**TASK INSTRUCTIONS**
A copy is needed of each line in the records that has the word "below".

****************************************

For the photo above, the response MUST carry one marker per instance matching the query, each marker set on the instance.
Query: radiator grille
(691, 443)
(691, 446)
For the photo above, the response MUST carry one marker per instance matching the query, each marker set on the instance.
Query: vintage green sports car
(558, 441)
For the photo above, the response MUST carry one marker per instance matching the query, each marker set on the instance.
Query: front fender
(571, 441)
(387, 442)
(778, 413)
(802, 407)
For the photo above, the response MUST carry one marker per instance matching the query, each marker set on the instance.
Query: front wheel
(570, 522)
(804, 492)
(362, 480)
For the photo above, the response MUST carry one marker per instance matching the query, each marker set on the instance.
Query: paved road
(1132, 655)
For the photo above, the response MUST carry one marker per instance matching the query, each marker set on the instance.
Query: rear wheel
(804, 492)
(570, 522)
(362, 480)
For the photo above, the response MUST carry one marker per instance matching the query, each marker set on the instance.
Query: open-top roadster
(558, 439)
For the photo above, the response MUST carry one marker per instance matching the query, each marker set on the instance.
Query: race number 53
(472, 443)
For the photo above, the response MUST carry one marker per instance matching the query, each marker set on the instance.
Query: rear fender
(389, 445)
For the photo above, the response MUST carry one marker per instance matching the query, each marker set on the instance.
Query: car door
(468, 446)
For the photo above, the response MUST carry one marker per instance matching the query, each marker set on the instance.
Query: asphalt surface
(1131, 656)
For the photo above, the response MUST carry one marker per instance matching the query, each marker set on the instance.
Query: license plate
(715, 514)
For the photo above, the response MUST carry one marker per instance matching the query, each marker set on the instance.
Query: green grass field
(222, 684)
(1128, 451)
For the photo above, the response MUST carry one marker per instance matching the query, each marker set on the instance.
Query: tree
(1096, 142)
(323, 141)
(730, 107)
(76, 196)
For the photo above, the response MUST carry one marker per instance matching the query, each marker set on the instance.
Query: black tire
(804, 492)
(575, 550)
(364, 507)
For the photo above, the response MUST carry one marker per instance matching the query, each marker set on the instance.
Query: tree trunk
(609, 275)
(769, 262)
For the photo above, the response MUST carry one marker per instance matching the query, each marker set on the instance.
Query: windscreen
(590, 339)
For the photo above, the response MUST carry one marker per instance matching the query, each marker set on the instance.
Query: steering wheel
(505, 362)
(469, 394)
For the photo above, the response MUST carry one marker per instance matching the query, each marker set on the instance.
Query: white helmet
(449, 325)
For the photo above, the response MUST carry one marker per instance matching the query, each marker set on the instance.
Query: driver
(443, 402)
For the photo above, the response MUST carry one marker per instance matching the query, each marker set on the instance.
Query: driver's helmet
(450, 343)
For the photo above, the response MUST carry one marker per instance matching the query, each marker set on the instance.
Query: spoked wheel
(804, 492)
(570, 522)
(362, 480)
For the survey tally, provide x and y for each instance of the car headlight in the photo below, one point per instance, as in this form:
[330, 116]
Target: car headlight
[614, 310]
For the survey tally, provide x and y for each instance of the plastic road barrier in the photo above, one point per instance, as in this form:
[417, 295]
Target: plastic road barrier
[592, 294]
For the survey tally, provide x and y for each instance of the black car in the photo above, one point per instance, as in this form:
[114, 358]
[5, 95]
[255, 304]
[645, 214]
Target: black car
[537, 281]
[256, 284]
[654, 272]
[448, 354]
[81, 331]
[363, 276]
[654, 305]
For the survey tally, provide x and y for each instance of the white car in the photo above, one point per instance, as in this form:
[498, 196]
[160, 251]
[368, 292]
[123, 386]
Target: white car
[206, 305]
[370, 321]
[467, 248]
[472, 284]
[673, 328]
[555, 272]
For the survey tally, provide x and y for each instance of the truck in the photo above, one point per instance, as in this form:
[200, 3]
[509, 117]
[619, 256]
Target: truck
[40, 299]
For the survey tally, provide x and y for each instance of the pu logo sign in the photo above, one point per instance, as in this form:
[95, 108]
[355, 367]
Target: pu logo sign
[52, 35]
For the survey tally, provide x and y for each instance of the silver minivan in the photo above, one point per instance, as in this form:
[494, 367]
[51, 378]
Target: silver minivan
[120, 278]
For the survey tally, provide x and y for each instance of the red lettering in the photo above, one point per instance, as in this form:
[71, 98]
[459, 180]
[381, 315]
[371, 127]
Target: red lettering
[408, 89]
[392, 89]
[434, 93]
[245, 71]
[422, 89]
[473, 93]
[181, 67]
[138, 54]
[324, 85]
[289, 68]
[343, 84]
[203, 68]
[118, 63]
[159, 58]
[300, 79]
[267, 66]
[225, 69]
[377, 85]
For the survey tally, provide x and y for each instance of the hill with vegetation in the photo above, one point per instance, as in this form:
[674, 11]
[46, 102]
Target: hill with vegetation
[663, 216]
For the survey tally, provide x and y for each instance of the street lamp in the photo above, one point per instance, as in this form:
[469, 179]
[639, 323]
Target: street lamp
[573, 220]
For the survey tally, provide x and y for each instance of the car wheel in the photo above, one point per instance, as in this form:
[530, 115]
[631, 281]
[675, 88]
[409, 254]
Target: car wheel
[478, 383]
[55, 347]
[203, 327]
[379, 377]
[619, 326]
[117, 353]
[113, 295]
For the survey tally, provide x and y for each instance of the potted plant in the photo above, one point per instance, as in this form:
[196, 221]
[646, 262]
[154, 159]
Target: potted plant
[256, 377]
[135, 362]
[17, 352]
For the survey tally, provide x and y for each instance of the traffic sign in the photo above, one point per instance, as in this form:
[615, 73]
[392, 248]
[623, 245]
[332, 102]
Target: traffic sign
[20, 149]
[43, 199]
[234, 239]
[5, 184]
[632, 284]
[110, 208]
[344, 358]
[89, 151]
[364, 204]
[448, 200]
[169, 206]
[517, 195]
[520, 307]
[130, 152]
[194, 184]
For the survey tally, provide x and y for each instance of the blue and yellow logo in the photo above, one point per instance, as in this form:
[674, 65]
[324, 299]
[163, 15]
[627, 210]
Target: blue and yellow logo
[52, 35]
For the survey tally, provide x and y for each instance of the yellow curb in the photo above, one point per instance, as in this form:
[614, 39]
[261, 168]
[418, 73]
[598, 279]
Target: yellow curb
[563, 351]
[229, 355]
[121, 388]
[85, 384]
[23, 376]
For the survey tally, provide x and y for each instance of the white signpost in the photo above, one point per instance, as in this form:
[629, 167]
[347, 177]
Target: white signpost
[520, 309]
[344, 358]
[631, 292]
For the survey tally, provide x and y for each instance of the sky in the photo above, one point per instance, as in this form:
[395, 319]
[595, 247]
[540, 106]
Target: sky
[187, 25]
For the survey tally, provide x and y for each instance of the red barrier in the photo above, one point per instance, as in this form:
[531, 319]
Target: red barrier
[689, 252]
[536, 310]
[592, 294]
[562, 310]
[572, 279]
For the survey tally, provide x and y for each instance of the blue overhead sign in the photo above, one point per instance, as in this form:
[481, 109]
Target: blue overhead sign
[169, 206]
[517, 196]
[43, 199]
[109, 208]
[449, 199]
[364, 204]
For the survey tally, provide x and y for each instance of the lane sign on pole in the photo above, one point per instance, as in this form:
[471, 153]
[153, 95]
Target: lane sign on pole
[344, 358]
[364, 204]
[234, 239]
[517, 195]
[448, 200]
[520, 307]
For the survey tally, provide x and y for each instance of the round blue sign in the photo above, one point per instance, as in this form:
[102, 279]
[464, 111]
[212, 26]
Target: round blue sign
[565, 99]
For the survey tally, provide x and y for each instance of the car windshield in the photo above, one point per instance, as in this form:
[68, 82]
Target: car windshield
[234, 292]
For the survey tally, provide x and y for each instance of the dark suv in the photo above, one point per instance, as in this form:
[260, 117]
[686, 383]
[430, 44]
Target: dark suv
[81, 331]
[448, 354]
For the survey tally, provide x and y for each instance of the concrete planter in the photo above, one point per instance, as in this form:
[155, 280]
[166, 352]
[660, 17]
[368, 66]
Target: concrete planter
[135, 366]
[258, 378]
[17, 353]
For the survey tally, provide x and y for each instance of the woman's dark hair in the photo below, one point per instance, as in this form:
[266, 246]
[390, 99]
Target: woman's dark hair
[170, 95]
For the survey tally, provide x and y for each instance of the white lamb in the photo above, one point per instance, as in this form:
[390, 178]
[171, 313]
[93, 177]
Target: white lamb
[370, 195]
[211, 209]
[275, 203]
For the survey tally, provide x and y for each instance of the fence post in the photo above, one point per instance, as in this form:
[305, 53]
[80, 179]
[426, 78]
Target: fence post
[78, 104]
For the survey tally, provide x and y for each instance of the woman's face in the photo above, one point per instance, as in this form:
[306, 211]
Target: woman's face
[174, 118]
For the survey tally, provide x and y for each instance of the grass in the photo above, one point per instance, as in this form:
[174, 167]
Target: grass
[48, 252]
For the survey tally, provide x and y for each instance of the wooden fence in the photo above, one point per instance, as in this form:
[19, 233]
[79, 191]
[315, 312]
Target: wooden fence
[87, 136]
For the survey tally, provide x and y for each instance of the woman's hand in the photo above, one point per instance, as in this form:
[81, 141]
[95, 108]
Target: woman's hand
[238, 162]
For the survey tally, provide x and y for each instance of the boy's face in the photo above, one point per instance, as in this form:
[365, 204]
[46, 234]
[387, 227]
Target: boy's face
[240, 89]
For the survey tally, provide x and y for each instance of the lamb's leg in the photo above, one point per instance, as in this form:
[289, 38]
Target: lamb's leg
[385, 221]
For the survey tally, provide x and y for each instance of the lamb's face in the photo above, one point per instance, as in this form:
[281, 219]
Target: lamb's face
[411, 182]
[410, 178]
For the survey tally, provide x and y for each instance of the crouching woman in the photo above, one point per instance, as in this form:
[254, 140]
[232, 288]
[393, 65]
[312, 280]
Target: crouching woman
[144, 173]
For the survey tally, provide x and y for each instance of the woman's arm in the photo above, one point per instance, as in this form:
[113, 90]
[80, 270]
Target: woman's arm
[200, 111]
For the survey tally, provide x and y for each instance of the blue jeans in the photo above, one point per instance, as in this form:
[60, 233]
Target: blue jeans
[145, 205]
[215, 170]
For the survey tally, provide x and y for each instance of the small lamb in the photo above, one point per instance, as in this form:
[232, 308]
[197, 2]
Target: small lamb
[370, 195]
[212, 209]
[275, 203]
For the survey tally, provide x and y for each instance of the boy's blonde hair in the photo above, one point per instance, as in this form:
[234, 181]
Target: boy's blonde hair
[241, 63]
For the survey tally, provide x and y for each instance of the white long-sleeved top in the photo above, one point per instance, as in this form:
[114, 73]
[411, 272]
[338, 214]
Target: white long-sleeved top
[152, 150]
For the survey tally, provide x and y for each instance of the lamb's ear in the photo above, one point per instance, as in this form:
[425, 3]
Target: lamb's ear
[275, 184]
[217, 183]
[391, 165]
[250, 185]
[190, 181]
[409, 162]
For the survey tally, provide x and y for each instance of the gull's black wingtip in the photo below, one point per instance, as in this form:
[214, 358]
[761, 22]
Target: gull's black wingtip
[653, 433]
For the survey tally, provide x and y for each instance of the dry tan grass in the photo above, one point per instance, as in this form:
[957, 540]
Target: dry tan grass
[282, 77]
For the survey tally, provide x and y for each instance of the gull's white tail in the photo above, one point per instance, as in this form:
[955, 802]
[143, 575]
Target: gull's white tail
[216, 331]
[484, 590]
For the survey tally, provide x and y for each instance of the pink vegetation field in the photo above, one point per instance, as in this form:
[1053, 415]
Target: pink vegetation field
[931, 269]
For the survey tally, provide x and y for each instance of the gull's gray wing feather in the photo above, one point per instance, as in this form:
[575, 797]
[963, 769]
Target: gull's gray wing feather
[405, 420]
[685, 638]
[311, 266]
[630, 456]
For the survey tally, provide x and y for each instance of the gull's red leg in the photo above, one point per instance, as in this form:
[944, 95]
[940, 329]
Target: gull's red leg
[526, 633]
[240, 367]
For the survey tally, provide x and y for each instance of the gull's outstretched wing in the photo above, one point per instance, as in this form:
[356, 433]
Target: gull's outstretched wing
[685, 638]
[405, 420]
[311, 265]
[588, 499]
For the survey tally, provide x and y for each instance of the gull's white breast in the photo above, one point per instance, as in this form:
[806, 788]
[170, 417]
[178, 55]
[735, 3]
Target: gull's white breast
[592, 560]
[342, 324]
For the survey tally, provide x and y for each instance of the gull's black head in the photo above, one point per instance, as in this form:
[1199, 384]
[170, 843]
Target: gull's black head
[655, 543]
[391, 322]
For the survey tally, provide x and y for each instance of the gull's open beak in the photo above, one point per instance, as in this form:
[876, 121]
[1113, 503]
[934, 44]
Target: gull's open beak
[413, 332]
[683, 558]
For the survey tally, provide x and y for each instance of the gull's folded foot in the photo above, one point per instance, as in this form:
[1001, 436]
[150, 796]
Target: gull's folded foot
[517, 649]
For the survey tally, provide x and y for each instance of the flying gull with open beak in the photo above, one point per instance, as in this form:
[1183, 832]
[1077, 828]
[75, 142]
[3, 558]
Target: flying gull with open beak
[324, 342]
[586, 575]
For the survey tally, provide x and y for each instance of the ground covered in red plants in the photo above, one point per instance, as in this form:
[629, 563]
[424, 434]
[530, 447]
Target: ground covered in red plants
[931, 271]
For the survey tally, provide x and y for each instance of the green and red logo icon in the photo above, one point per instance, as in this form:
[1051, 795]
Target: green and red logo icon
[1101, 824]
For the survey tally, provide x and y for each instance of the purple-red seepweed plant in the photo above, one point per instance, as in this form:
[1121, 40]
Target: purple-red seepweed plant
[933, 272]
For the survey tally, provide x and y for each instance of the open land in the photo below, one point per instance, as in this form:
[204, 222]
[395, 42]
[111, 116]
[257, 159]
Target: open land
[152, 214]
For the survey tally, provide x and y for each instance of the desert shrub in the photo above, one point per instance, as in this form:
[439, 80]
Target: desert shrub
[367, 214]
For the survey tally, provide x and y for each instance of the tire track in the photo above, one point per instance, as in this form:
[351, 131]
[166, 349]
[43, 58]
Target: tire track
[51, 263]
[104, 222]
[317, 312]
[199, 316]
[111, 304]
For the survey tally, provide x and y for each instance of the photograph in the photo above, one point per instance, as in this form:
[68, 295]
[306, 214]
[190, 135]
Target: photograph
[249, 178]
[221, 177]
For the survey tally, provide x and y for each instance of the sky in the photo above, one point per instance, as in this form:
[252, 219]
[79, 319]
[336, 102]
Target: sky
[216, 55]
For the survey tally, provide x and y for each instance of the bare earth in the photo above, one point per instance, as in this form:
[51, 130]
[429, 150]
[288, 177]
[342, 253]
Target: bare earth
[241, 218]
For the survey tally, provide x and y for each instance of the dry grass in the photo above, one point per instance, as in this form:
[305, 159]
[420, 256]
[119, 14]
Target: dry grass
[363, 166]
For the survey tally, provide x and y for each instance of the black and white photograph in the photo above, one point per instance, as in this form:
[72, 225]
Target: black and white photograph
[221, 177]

****************************************

**SOLUTION FOR THIS EXERCISE**
For the survey tally, provide x and y for each instance of the car headlight in the photo below, one point per instance, as in this form:
For the survey tally, provide x and y for each instance of the woman's dark hair in the photo below, one point per instance, as in this form:
For the survey tally, provide x and y for each instance of the gull's black wingtip in the photo below, one point per instance, as in this form:
For the survey tally, provide x and y for each instance of the open land in the photo below, one point per instance, as in this form:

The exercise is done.